In the case at hand, GOER reviewed the duties described in the N2 job classification standard noting that, when a NA1 is not on duty, a N2 is “capable of assigning duties to staff in order to provide adequate coverage; making clinical rounds on wards to assess nursing care needs; evaluating work performance of subordinates; communicating daily nursing needs to appropriate supervisors; accounting for the issuance of controlled drugs and narcotics; and conducting performance evaluations.” Indeed, it observed that such duties are appropriate when a N2 is functioning as “a unit supervisor on the evening and night shifts” or when “in charge of nursing for an entire small facility on the evening and night shifts,” as specifically provided for in the N2 job classification standard. GOER compared the above duties with the tasks that OMH found Cushing actually performed when her supervisor was absent, which included overall responsibility for the facility as well as “midnight shift scheduling and assignment of staff, ground supervision and other clinical/administrative responsibilities.” GOER also reviewed the NA1 job classification standard and noted that it enumerated many duties that Cushing did not perform, namely, “ ‘implementing facility nursing policies and standards; establishing goals and objectives for [the] units; maintaining standards of nursing care and effective relationships with other departments; developing plans of nursing intervention and supervis[ing] subordinates in developing such plans; supervising discharge planning activities; and ․ responsib[ility] for staff orientation.’ ” After taking the foregoing considerations into account, GOER concluded that Cushing was not required to perform out-of-title work.
Judicial review of GOER's determination in this context is limited to whether it is arbitrary, capricious or without any rational basis (see Matter of Woodward v. Governor's Off. of Empl. Relations, 279 A.D.2d at 726-727, 718 N.Y.S.2d 465). Given the similarities between the duties performed by Cushing while substituting for her supervisor and those enumerated in the N2 job classification standard, as well as the absence of compelling evidence establishing that she performed distinctive aspects of the NA1 job title that differentiated it from the N2 job title, we find no basis for disturbing GOER's determination. Accordingly, Supreme Court properly dismissed the petition.
ORDERED that the judgment is affirmed, without costs.
MALONE JR., J.
MERCURE, J.P., SPAIN and STEIN, JJ., concur.

== Entries provided ==
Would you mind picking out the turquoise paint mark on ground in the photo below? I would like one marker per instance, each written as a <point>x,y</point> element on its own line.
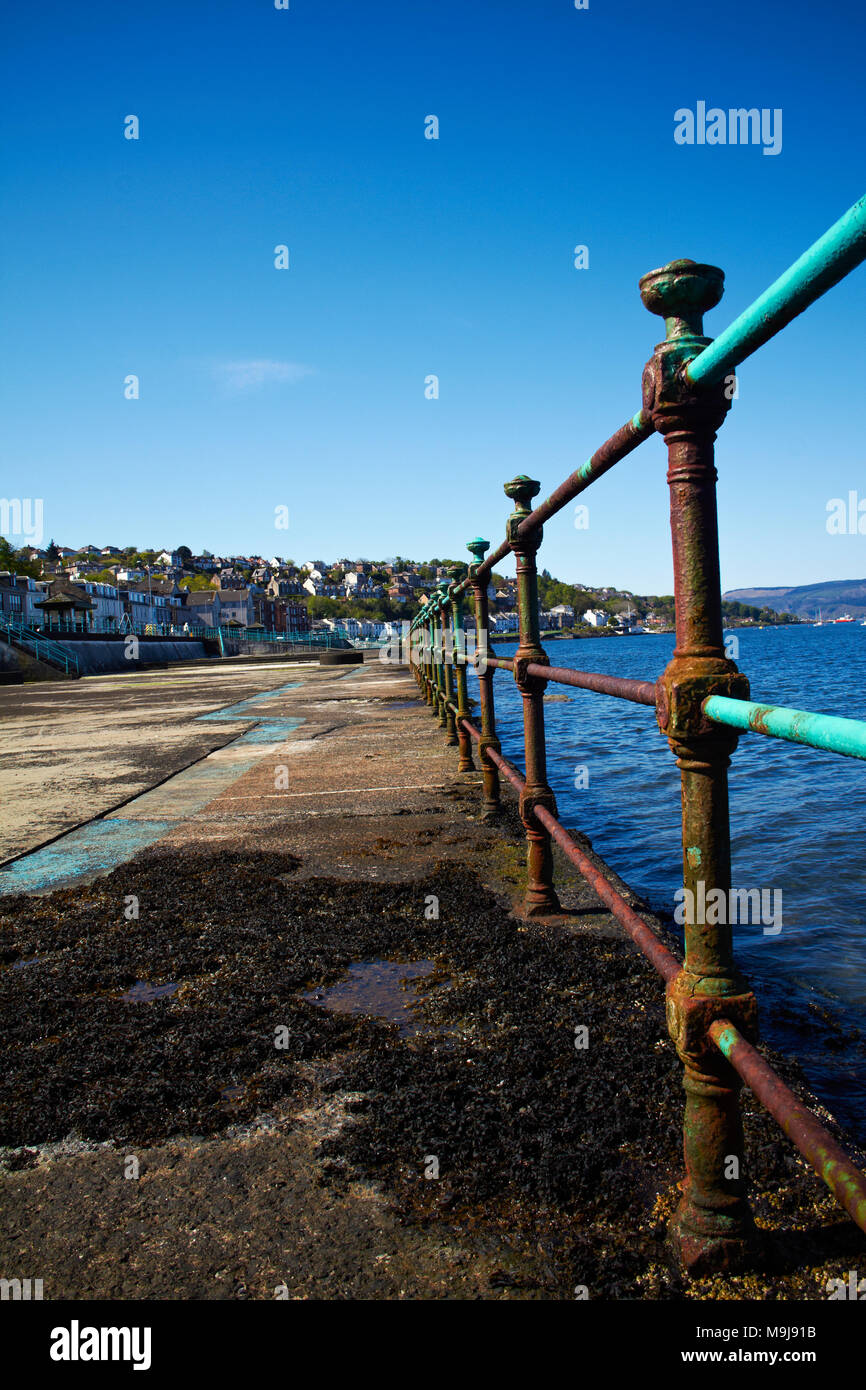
<point>92,849</point>
<point>241,709</point>
<point>270,731</point>
<point>102,845</point>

== Work instructions ==
According to the court opinion, what standard limits judicial review of GOER's determination?

== Final answer ==
Review is limited to whether the determination is arbitrary, capricious or without any rational basis.